• [WHAT YOU SHOULD DO]: Take the lines of the data below from the very first through the line containing "pixel 245 163" and output them exactly, pictures excluded.

• [GIVEN INFORMATION]:
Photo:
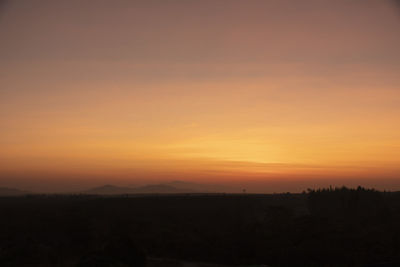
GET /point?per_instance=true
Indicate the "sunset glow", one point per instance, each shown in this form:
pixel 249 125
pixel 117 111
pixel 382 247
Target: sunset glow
pixel 207 91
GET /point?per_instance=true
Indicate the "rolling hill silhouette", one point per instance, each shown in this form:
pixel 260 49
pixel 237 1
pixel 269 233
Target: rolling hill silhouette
pixel 147 189
pixel 5 191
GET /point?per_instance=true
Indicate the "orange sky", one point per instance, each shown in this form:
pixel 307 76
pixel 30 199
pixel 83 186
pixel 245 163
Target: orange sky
pixel 269 95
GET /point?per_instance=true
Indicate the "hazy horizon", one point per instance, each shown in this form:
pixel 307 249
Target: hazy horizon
pixel 267 96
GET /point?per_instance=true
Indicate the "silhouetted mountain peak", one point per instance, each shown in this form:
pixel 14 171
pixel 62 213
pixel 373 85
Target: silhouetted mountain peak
pixel 5 191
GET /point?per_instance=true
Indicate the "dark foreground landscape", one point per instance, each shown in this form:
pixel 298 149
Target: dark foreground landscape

• [EXERCISE OUTPUT]:
Photo:
GET /point?per_instance=true
Indicate the "sunset glow", one point per instance, each shown in this form:
pixel 249 125
pixel 117 111
pixel 382 247
Target: sunset glow
pixel 207 91
GET /point?per_instance=true
Indicate the "rolling hill silhouette", one point per instance, each shown in this form:
pixel 260 49
pixel 237 1
pixel 269 233
Target: rolling hill silhouette
pixel 147 189
pixel 5 191
GET /point?per_instance=true
Indicate the "orange sky", one point per instance, each shown in this form:
pixel 307 76
pixel 30 199
pixel 83 186
pixel 245 163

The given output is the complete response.